▼▼▼
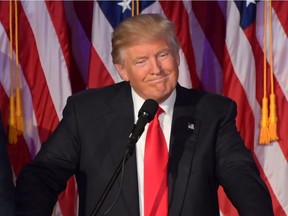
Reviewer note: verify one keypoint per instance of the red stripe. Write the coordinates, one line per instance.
(43, 105)
(281, 102)
(176, 12)
(208, 14)
(245, 118)
(84, 11)
(18, 153)
(281, 8)
(57, 15)
(98, 74)
(67, 199)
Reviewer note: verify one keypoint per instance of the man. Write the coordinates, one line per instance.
(205, 149)
(7, 204)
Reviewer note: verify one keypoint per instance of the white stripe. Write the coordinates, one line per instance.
(50, 53)
(270, 157)
(203, 53)
(184, 75)
(101, 40)
(280, 47)
(80, 43)
(31, 135)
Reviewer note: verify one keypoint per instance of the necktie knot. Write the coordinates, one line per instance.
(155, 170)
(158, 113)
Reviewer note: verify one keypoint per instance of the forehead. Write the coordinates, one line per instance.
(148, 47)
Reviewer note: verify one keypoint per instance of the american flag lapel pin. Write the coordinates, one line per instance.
(190, 126)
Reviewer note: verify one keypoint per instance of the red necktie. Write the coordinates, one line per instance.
(155, 170)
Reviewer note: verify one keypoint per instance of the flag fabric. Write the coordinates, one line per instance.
(64, 47)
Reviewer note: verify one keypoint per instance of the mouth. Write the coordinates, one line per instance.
(158, 79)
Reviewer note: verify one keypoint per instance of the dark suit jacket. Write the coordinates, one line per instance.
(7, 193)
(205, 150)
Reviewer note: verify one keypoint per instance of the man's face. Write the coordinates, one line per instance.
(151, 68)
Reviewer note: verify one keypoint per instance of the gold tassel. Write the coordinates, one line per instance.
(272, 112)
(264, 124)
(264, 137)
(273, 119)
(19, 113)
(12, 135)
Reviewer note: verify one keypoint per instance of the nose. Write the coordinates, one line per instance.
(156, 67)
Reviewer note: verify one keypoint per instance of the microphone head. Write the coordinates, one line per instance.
(148, 109)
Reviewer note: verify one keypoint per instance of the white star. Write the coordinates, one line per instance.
(125, 4)
(250, 1)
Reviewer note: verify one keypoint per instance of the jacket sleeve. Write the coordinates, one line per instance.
(7, 197)
(41, 181)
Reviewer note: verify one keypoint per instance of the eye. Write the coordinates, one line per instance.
(163, 55)
(140, 62)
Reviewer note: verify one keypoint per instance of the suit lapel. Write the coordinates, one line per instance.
(183, 141)
(121, 121)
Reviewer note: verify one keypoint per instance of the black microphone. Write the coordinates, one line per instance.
(145, 115)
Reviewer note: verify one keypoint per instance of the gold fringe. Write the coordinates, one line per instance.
(12, 135)
(273, 119)
(264, 137)
(19, 113)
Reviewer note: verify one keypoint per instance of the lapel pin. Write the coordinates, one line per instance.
(190, 126)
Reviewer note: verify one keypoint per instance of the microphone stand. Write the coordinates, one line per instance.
(127, 154)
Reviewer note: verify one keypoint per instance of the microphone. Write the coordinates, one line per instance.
(145, 115)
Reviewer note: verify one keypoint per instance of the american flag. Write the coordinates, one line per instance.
(64, 47)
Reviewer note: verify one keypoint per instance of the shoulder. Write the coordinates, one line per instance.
(205, 101)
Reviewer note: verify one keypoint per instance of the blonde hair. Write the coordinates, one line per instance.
(142, 28)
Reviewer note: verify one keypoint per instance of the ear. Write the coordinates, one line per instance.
(122, 71)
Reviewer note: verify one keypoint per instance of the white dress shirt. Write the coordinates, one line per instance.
(165, 123)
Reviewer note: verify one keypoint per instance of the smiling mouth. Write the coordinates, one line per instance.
(158, 79)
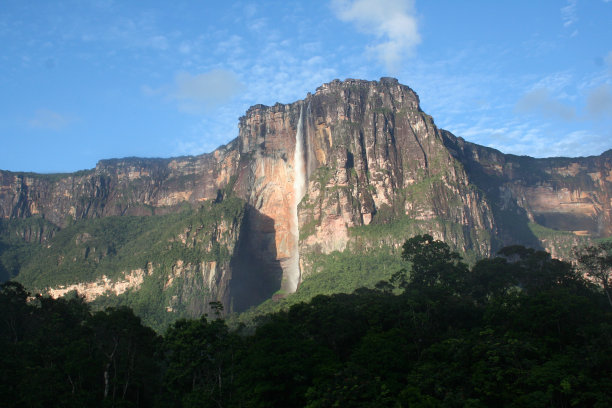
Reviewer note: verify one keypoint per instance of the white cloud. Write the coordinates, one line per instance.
(599, 102)
(568, 13)
(46, 119)
(393, 21)
(540, 102)
(207, 90)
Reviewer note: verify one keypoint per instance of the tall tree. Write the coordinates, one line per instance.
(596, 262)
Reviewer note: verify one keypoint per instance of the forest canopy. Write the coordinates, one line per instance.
(518, 330)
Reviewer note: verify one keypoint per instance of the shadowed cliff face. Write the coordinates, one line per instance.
(368, 156)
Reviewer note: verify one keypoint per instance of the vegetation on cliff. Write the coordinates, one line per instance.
(160, 259)
(519, 330)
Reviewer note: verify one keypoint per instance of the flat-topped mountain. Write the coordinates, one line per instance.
(354, 167)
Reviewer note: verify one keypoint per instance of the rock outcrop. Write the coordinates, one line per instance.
(353, 154)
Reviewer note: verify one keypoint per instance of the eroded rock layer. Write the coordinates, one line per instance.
(368, 157)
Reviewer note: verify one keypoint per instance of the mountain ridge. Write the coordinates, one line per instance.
(375, 170)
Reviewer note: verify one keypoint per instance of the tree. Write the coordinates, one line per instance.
(433, 263)
(596, 262)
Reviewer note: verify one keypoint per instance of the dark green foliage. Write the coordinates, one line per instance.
(521, 330)
(89, 249)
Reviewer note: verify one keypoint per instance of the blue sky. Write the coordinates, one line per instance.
(82, 81)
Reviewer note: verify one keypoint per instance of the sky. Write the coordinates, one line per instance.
(82, 81)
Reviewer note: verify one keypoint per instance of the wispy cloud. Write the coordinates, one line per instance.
(599, 102)
(568, 13)
(45, 119)
(541, 102)
(206, 90)
(393, 22)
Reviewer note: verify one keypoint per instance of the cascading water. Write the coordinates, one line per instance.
(292, 275)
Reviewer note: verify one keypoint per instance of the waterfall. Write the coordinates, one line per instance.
(299, 189)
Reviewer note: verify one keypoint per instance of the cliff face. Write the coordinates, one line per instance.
(355, 157)
(565, 194)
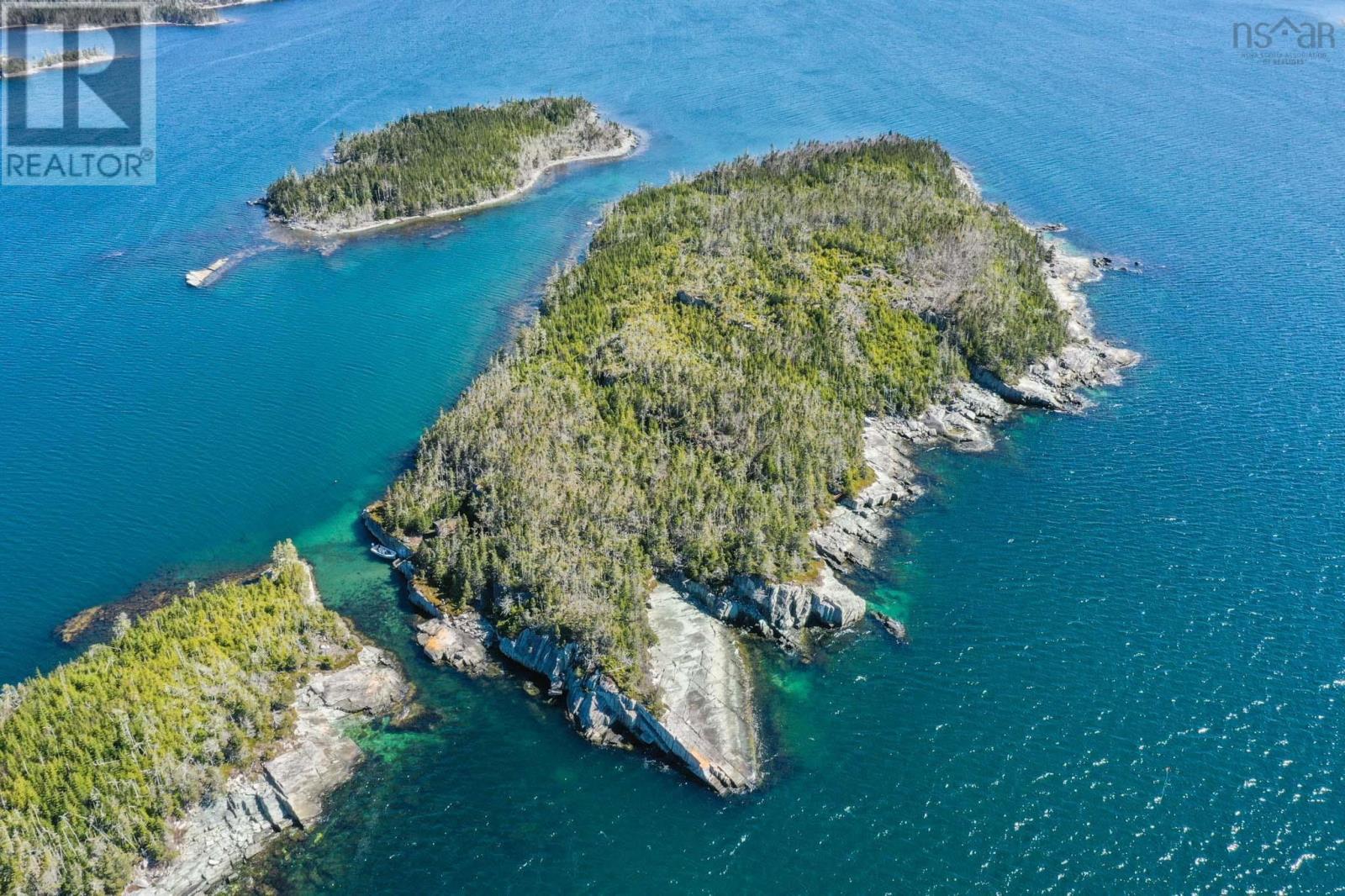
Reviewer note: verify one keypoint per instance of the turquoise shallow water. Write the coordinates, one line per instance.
(1127, 656)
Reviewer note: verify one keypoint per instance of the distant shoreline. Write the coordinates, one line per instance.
(629, 145)
(60, 64)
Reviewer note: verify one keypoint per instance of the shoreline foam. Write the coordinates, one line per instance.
(257, 804)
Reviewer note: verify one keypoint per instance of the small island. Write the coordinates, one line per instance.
(713, 416)
(443, 163)
(15, 67)
(158, 762)
(58, 13)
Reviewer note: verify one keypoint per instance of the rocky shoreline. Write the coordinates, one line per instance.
(257, 804)
(535, 159)
(704, 714)
(965, 417)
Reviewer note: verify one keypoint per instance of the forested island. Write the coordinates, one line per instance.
(62, 13)
(436, 163)
(15, 67)
(179, 747)
(741, 356)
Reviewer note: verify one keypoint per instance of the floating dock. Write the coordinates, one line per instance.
(199, 277)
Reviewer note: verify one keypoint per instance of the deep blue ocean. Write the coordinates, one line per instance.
(1127, 661)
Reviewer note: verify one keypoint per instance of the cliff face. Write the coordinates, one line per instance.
(965, 417)
(705, 721)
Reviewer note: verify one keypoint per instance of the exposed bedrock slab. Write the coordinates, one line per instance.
(705, 687)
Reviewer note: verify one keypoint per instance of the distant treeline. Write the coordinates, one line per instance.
(96, 755)
(436, 161)
(693, 394)
(64, 13)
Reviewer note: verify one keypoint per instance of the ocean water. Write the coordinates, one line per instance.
(1127, 661)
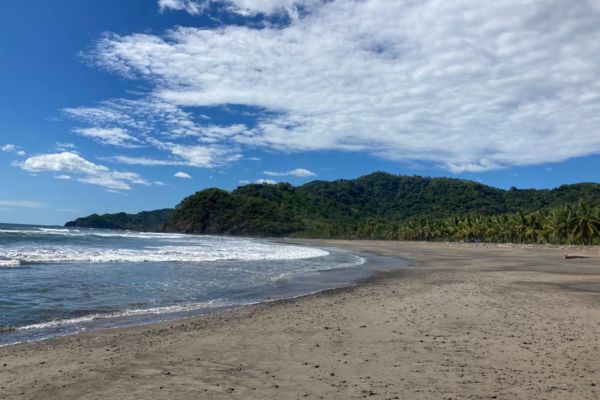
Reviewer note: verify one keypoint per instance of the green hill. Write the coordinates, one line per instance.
(362, 207)
(146, 221)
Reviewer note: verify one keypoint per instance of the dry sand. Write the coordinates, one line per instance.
(470, 321)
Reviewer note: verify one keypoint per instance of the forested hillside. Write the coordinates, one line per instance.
(378, 205)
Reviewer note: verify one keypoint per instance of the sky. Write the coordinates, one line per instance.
(109, 106)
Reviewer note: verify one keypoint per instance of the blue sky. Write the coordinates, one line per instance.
(110, 105)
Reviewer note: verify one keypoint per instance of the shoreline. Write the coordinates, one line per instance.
(289, 289)
(442, 329)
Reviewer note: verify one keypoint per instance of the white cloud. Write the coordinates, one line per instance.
(161, 125)
(21, 204)
(63, 177)
(64, 146)
(113, 136)
(243, 7)
(88, 172)
(266, 182)
(151, 162)
(182, 175)
(298, 172)
(191, 6)
(467, 85)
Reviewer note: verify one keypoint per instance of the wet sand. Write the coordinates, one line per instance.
(468, 321)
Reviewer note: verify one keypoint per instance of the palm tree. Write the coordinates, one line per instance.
(585, 224)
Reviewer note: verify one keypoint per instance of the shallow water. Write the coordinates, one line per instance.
(57, 281)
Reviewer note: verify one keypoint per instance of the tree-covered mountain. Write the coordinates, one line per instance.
(146, 221)
(342, 208)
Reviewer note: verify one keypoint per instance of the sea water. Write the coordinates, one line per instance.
(56, 281)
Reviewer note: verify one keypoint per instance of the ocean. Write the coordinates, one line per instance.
(57, 281)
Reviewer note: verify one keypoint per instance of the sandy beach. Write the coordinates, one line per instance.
(467, 321)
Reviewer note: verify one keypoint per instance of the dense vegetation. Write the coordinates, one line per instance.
(568, 224)
(384, 206)
(146, 221)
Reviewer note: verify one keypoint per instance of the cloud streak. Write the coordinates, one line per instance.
(72, 163)
(469, 86)
(21, 204)
(298, 172)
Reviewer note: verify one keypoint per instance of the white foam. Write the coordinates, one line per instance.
(229, 250)
(9, 263)
(57, 323)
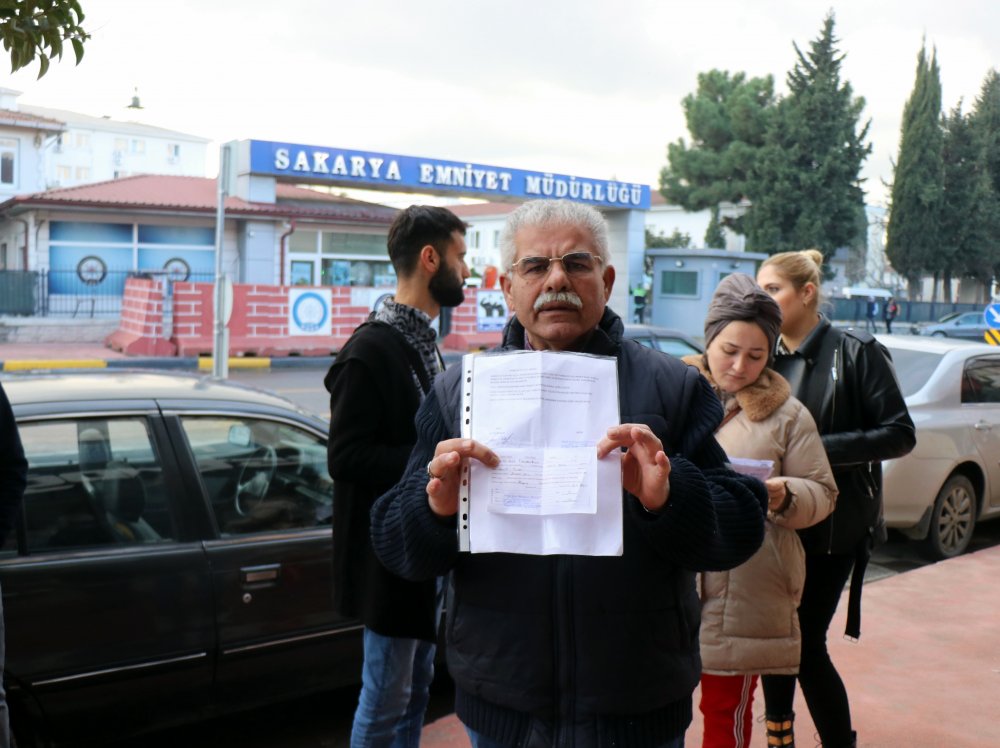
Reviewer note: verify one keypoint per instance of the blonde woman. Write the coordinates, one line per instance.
(749, 623)
(846, 380)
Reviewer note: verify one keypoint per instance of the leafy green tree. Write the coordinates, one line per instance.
(726, 117)
(913, 238)
(39, 29)
(714, 237)
(807, 189)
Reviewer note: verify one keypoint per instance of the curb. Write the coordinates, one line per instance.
(198, 363)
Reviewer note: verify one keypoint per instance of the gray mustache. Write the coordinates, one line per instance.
(549, 297)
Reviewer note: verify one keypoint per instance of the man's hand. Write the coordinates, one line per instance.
(777, 494)
(444, 472)
(645, 467)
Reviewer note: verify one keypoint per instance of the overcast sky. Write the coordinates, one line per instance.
(576, 87)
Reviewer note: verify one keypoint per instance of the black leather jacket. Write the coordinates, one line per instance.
(846, 380)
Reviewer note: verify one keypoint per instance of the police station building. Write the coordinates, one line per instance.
(90, 239)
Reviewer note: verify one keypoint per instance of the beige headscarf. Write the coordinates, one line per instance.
(738, 297)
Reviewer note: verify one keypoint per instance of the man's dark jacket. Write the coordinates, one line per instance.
(846, 380)
(13, 470)
(373, 398)
(552, 638)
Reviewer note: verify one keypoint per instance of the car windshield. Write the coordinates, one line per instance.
(914, 368)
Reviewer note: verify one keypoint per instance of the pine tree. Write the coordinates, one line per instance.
(966, 244)
(807, 189)
(985, 123)
(726, 118)
(714, 237)
(913, 238)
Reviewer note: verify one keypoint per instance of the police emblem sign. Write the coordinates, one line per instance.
(309, 311)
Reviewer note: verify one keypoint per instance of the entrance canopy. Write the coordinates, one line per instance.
(259, 165)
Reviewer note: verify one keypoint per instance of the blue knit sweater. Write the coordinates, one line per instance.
(604, 646)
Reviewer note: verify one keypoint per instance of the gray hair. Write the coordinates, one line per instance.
(552, 212)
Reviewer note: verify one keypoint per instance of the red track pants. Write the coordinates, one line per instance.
(727, 704)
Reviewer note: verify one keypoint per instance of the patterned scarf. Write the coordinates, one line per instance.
(416, 328)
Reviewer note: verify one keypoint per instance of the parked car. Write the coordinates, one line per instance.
(173, 559)
(663, 339)
(967, 325)
(951, 479)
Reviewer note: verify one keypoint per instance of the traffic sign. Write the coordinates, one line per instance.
(991, 315)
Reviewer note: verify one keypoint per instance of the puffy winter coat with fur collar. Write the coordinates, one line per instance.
(749, 622)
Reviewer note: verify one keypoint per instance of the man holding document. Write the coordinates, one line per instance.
(573, 621)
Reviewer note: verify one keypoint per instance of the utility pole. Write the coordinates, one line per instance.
(223, 286)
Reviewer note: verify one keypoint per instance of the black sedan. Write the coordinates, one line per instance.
(663, 339)
(173, 557)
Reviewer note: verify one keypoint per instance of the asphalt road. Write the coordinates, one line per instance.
(324, 721)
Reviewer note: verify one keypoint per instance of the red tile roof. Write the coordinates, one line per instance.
(200, 195)
(11, 118)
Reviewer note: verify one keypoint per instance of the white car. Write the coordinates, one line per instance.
(951, 479)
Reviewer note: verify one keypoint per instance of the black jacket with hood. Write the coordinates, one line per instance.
(846, 380)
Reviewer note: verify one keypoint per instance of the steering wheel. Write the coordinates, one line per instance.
(255, 479)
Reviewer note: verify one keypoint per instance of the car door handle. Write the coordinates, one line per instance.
(264, 574)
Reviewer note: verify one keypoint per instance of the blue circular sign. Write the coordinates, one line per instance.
(309, 312)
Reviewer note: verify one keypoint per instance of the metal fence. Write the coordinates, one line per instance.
(853, 310)
(71, 293)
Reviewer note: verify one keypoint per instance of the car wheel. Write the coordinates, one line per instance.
(952, 520)
(24, 734)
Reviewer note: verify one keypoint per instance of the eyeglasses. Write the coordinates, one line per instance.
(574, 264)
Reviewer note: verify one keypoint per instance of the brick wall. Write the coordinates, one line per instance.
(140, 329)
(258, 325)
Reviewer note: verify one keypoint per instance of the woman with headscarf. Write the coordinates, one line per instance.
(749, 623)
(846, 380)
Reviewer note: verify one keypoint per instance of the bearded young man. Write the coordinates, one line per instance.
(376, 384)
(578, 651)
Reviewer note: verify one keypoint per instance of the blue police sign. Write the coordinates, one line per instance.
(366, 170)
(991, 315)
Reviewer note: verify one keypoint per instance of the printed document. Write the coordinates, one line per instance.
(542, 413)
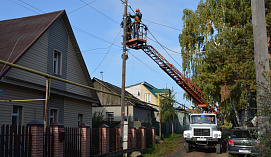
▲▲▲
### INSTRUCTION
Change "brick wall" to "stone wall" in the entries, starting at the line containing "Reviewer note: verify one keypoint per instance of the car door" and ending at the last entry, and keep everything else the same. Leave the pictures out of your answer.

### WRITTEN RESPONSE
Reviewer note: verify one keypoint per instance of the car door handle. Write the coordinates, one line per instance.
(264, 574)
Reviewer note: verify one keypoint per instance of the blue circular sign. Write the coordinates, one line per instance.
(309, 312)
Reviewer note: verify one keypoint per instance of the metal fence. Write the coordinates, one line per instance.
(853, 310)
(71, 293)
Reviewer note: verify one keypoint per instance of the car wheel. Write the coordinates, one line per instance.
(952, 520)
(24, 734)
Reviewer note: verify one keypoint per instance of the eyeglasses. Write the coordinates, one line per instance.
(574, 264)
Reviewer note: verify one keypoint per instance of the stone wall. Write the coordinates, one line per instance.
(140, 329)
(258, 325)
Reviewer note: verify one keypoint per instance of the woman with headscarf. Write the coordinates, one line per instance.
(749, 623)
(846, 380)
Reviewer note: verify one keypoint per instance of the bearded young man. Write the coordinates, one line per instance.
(376, 384)
(578, 651)
Reviewer note: verify one keypoint per instance of the blue police sign. Write the coordinates, one line per instance.
(366, 170)
(991, 315)
Reviewer note: verify one keypoint per instance of the printed document. Write the coordinates, one line per instance.
(542, 413)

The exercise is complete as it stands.